* _Exercise goal_: Print the range of lines that opens with the line containing "Could you please point out the diver's scuba" and closes with the last line of the listing. Include both ends; print nothing more.

* _Data supplied_:
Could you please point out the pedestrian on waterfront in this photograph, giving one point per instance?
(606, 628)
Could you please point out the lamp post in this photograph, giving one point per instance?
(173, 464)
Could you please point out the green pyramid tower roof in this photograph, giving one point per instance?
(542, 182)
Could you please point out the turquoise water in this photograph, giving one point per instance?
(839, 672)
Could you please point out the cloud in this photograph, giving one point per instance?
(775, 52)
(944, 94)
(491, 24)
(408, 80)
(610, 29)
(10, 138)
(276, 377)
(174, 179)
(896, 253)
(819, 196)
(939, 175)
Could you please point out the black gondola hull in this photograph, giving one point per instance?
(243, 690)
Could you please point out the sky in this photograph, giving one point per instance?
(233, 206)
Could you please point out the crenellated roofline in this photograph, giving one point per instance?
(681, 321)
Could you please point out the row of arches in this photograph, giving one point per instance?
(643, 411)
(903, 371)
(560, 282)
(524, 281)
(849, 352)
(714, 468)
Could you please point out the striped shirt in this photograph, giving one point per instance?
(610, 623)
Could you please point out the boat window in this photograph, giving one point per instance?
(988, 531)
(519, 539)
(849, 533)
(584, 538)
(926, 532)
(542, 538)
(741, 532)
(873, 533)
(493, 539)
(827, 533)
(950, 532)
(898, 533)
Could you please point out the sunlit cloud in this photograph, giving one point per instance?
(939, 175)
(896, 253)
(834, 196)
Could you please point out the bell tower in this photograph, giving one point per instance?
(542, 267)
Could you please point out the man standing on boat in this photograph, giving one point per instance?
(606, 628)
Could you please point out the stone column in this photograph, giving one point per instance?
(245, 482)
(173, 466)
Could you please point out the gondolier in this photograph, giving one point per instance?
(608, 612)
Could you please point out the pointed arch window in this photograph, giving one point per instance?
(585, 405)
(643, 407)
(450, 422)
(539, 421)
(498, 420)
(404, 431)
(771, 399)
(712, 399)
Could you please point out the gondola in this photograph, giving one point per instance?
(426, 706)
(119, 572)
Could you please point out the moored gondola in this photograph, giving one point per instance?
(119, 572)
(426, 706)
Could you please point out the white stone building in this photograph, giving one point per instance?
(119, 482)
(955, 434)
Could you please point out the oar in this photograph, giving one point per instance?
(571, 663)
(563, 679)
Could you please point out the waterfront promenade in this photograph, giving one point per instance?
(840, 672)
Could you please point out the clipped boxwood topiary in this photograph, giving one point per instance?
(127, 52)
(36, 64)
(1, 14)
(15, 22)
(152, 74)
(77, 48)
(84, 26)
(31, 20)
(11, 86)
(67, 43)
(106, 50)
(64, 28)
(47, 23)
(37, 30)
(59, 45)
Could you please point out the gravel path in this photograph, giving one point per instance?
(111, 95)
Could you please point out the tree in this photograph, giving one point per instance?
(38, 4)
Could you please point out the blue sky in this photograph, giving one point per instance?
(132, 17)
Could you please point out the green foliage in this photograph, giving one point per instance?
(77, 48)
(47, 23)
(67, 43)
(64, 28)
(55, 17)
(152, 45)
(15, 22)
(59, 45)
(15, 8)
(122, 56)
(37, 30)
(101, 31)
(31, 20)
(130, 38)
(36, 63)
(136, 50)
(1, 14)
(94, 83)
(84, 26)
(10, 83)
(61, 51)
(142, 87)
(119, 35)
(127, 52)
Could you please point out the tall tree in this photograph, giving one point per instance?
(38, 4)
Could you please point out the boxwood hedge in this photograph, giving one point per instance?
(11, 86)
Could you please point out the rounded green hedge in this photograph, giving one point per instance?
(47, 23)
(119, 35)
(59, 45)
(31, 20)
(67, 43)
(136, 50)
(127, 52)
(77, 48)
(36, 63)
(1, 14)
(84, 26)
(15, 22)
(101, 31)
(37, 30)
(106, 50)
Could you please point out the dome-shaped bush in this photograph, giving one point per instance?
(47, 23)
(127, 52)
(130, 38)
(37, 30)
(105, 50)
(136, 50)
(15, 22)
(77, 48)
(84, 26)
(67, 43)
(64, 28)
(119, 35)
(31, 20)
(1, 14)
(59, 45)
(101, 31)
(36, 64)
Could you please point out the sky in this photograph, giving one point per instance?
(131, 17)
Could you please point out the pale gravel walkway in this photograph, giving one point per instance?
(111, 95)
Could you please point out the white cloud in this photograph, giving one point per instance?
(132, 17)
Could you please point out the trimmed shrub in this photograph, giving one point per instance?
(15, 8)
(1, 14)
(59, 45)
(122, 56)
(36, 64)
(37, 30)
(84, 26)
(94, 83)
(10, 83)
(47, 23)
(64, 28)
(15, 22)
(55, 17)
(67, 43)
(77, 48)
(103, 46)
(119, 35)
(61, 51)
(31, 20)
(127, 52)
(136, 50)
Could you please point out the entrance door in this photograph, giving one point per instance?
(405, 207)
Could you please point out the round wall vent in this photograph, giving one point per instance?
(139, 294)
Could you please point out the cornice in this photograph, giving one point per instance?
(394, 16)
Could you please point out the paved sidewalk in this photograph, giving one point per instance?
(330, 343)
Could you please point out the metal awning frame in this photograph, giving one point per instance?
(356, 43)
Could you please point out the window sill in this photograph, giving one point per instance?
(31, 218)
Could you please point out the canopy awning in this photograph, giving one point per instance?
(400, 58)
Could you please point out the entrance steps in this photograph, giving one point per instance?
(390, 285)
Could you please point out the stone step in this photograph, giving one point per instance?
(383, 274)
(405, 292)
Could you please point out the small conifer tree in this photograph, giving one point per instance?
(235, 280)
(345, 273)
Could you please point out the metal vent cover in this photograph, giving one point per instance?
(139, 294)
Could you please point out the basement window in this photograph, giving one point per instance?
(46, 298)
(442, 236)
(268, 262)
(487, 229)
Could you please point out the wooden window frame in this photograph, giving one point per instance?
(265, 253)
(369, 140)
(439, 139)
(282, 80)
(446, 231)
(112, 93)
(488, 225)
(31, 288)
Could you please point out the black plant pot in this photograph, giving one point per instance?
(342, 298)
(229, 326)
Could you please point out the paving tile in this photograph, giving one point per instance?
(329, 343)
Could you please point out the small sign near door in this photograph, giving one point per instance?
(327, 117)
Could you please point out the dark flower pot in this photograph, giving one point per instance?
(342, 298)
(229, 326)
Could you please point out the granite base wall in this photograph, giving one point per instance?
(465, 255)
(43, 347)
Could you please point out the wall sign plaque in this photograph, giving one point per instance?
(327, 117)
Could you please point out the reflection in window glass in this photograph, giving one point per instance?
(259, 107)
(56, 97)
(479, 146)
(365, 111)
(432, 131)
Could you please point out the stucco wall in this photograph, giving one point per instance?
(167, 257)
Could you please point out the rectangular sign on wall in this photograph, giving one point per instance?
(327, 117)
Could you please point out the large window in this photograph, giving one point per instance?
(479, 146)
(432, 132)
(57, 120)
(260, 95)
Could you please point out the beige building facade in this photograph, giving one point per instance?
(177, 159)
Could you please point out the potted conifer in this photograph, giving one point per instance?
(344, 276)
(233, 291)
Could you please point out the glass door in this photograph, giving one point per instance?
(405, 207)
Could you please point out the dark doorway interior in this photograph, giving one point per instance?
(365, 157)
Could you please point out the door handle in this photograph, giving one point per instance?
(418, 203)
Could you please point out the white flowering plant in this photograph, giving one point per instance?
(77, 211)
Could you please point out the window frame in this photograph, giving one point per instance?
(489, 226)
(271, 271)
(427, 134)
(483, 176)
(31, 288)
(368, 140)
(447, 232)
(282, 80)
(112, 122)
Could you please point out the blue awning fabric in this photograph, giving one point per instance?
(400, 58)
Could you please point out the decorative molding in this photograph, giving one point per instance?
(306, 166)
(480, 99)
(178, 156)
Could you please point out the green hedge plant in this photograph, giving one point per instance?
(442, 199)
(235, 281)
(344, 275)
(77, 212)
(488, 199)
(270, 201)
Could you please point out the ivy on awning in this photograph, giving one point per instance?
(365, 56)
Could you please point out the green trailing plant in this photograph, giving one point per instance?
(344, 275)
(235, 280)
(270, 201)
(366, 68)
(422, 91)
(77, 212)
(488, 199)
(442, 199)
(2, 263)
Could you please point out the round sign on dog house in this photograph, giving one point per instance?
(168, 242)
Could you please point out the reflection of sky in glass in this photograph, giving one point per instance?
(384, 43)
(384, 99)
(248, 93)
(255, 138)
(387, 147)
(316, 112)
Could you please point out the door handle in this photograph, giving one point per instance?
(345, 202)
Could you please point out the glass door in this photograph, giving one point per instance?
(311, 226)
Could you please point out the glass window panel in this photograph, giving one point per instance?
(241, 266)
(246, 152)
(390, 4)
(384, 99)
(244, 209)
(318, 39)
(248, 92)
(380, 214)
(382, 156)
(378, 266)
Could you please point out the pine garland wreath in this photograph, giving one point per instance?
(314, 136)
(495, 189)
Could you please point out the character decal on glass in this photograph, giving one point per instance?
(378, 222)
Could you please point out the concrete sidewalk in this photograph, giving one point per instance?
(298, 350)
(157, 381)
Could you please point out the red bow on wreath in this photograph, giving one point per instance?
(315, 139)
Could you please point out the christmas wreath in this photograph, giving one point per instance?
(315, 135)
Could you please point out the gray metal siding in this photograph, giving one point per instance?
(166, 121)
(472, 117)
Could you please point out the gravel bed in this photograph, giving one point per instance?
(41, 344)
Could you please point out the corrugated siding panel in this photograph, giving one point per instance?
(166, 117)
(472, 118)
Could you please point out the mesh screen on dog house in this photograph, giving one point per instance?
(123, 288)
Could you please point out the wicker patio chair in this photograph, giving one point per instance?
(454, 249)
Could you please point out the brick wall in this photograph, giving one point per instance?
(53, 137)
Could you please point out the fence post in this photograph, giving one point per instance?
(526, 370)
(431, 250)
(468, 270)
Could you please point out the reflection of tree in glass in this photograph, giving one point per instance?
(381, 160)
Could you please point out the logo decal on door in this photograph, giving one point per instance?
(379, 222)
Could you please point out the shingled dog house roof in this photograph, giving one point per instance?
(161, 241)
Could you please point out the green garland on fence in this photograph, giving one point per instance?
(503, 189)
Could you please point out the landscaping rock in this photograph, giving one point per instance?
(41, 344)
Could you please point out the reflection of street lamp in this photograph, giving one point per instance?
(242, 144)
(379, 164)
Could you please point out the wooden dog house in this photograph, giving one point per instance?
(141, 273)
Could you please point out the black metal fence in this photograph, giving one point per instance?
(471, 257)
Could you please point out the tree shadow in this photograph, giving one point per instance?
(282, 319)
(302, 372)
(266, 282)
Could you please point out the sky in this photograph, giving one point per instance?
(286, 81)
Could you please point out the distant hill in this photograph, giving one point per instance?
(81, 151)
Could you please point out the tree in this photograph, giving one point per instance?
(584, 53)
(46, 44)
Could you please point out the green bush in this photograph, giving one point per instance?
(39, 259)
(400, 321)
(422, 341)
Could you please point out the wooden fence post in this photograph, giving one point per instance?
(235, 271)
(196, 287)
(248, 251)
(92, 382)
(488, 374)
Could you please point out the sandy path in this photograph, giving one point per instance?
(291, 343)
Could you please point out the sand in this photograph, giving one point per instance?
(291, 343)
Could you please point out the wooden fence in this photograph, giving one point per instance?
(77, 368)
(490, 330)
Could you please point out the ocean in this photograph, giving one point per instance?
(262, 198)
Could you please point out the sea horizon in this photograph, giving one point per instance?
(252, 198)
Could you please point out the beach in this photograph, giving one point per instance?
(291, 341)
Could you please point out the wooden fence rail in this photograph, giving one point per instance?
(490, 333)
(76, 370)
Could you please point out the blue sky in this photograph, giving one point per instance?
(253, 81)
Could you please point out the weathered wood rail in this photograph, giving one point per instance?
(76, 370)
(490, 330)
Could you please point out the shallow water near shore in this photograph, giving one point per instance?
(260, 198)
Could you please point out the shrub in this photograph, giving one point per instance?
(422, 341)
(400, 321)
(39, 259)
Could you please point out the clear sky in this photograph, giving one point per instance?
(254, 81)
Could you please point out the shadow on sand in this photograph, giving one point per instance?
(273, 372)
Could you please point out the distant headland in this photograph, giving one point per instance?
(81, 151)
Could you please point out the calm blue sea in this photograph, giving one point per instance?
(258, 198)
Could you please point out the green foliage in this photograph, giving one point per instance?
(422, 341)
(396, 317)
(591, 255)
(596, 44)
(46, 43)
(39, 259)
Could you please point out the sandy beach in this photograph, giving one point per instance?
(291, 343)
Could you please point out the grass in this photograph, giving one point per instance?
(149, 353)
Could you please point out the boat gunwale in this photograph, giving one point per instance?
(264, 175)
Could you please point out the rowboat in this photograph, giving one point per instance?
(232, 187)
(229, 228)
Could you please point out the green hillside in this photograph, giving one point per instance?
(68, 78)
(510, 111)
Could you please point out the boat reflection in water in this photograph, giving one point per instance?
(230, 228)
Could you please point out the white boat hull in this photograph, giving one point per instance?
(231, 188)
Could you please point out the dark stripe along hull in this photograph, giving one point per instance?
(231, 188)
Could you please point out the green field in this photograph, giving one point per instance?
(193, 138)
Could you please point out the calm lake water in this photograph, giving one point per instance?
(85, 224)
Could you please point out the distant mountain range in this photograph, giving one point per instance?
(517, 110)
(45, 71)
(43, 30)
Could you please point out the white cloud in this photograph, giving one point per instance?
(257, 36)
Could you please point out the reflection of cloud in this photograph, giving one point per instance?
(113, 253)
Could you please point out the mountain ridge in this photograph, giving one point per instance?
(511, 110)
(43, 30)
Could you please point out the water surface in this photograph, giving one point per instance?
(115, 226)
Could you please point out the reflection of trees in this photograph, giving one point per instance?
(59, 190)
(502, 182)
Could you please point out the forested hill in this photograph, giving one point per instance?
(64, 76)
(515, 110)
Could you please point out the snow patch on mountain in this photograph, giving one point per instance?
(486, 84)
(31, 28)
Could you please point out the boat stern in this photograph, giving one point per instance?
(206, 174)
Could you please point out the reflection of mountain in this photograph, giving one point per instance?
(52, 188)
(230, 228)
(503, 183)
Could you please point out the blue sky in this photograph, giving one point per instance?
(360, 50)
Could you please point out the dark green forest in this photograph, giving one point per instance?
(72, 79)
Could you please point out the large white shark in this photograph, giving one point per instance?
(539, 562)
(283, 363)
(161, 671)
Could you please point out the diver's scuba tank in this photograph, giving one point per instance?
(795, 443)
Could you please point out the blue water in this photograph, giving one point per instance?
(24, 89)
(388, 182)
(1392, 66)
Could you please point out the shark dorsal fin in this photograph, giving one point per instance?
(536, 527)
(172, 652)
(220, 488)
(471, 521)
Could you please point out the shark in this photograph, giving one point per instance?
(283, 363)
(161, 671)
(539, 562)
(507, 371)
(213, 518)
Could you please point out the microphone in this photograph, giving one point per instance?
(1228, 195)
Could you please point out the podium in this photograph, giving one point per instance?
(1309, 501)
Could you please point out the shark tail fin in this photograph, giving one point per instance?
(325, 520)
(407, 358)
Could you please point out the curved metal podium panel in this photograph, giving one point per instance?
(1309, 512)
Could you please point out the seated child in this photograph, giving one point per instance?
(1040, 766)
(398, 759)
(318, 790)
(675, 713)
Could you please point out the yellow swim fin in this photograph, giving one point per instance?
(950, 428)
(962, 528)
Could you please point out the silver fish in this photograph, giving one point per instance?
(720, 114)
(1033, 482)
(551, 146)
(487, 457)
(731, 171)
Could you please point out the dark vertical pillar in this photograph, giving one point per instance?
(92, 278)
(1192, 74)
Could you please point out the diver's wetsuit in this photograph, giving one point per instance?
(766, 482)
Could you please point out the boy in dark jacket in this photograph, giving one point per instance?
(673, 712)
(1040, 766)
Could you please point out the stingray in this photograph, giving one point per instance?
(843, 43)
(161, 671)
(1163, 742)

* _Full solution_:
Could you please point out the diver's scuba tank in this photograph, giving one point per instance?
(795, 443)
Could you please point out the blue water in this photograph, giving one point per instance?
(24, 89)
(388, 182)
(1392, 66)
Could you please point out the shark dorsal fin in this photograph, giving one point per instance?
(536, 527)
(172, 652)
(220, 488)
(471, 521)
Could you please point out the shark in this photograph, giving one point per instance?
(283, 363)
(161, 671)
(539, 562)
(507, 371)
(213, 518)
Could you please point out the microphone in this photograph, giving one point per instance?
(1228, 195)
Could you please point out the podium in this photograph, giving one point per instance?
(1309, 501)
Could you please point out the shark tail fin in this photograph, giving one point per instance?
(325, 520)
(407, 358)
Could you please point out the curved metal podium panel in this photograph, giving one point per instance?
(1309, 512)
Could you please point out the seated child in this photograph, giving one point per instance?
(1040, 766)
(398, 759)
(318, 790)
(675, 713)
Could you please point out the yellow swim fin in this photograph, giving one point per instance?
(950, 428)
(962, 528)
Could you please point out the silver fish in this photograph, giving one point per instance?
(720, 114)
(1033, 482)
(551, 146)
(487, 457)
(731, 171)
Could you please point out the dark vertical pillar in this photograph, giving one point per instance?
(92, 278)
(1192, 74)
Could you please point out the diver's wetsuit in this photograph, giving one point per instance?
(766, 482)
Could you please point out the boy in dark jacket in this photograph, giving one point per instance?
(673, 712)
(1040, 766)
Could you please point out the stingray in this photograph, giving one point per instance?
(843, 43)
(161, 671)
(1163, 742)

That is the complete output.